## Selected extract
........
Jump to content

Lost UDP packets due to ARP


Recommended Posts

Posted

I have LabVIEW code on 2 separate PCs using UDP to send data. It's a one-way path from a LV RT Pharlap Target to a Windows10 receiver. I'm streaming data at a rate of 50Hz and I don't lose any packets. I have confirmed this with Wireshark. However, every 15min. the sender sends an ARP packet instead of a UDP packet. This lost packet is critical to my process and not acceptable. Is there a way to turn off ARP or change the timeout of it to something longer than 15min? I realize I need ARP, or do I? Can I just update this magical table manually?

Info on ARP from Wireshark.

Posted

Why are you using UDP if lost packets aren't acceptable? Even if you are on a closed network, there is no guarantee that all the packets get through. Sounds like you should be using TCP.

Posted

ARP is part of address discovery. It links MAC addresses to IP addresses. Yes you do need it.

Ditto gleichman or implementing something like RUDP at the application level.

Posted

I'm using LabVIEW to do all this. So not sure how to do RUDP. I'm using UDP because of the low overhead. But maybe I can still get the throughput with other methods. I will have to experiment and see. I've just never considered that this issue would come up at the slow rate I'm using.

Edit: It seems like ARP has a configurable timeout. Since my test only lasts for about 2hrs. Perhaps i can do an ARP at the start of the test and set the timeout longer than 2hrs. Now to figure out how to configure this timeout in Phar Lap.

Posted (edited)

Here are some links to MS Docs that might be helpful:

The second one is for Vista. I couldn't come up with any information on W10, so details can/will differ.

Not sure if I misinterpret the information, but shouldn't the ARP table keep updating (i.e. not sending additional ARP requests) while packages are being transfered, or is this limited to TCP?
........
## Input for this task
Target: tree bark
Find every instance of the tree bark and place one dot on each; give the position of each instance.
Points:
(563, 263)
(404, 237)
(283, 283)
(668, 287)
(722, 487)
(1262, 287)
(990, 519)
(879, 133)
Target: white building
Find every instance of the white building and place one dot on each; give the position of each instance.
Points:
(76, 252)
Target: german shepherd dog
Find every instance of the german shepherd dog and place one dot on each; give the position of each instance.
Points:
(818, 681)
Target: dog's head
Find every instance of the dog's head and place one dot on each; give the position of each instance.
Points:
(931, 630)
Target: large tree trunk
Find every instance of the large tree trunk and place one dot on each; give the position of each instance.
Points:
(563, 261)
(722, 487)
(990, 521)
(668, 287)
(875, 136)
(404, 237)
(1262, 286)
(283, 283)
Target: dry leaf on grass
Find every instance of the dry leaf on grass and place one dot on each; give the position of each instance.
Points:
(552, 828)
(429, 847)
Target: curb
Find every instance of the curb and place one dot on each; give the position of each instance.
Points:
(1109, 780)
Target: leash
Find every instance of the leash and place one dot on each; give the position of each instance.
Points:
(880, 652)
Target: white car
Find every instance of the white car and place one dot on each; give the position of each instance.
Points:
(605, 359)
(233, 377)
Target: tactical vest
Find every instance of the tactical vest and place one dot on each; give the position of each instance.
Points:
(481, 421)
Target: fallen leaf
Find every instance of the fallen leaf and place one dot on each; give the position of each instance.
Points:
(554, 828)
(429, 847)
........
## Tasks to carry out
(1) Render the records from the line containing "Target: tactical vest" through the end of the records as a JSON list of strings, one string per line, skipping any blank lines.
(2) Resume the forum thread on lost UDP packets and ARP from the point where it stops.

## Expected results
(1)
[
  "Target: tactical vest",
  "Find every instance of the tactical vest and place one dot on each; give the position of each instance.",
  "Points:",
  "(481, 421)",
  "Target: fallen leaf",
  "Find every instance of the fallen leaf and place one dot on each; give the position of each instance.",
  "Points:",
  "(554, 828)",
  "(429, 847)"
]

(2)
If an entry is not used for a time between 15 to 45 seconds, it changes to the "Stale" state.
Then, the host must send an ARP Request for IPV4 to the network when any IP datagram is sent
to that destination.

RFC 826 only mentions timeouts briefly:

It may be desirable to have table aging and/or timeouts. The
implementation of these is outside the scope of this protocol.
Edited by LogMAN
Posted

Considering your slow rate - why you want to depend on "in general" unreliable UDP instead of TCP? At such rate TCP's overhead should be of no matter, so - if I may ask - what are the benefits you are looking for? Or it's more matter of "curiosity" that UDP in principle should work byt ARP protocol interferes it?

Posted (edited)
 

I'm using LabVIEW to do all this. So not sure how to do RUDP. I'm using UDP because of the low overhead. But maybe I can still get the throughput with other methods. I will have to experiment and see. I've just never considered that this issue would come up at the slow rate I'm using.

On a closed network where lost packets are unlikely, TCP with nagle turned off should have minimal overhead/latency vs udp.

 

Looking at this post by an NI employee. It seems that the ARP table cannot be statically defined on Phar Lap.

Is there any way to send the ARP manually -- IE call into the winsock api (PharLap :( ) and force an ARP every 5 minutes to refresh the table?

Edited by smithd
Posted
 

So not sure how to do RUDP

You would have to create/send the packet header(s) as defined  by RUDP in each data packet in LabVIEW on pharlap side by placing it before the data you send.  Then you would have to send a response packet with the RUDP header(s) on the LabVIEW host side based on whether you received a packet out of sequence (or invalid checksum, etc).  You would effectively be creating your own slimmed down version of TCP at the LabVIEW application layer.  Quite a pain unless absolutely necessary.

Posted
 

I'm using LabVIEW to do all this. So not sure how to do RUDP. I'm using UDP because of the low overhead. But maybe I can still get the throughput with other methods. I will have to experiment and see. I've just never considered that this issue would come up at the slow rate I'm using.

Edit: It seems like ARP has a configurable timeout. Since my test only lasts for about 2hrs. Perhaps i can do an ARP at the start of the test and set the timeout longer than 2hrs. Now to figure out how to configure this timeout in Phar Lap.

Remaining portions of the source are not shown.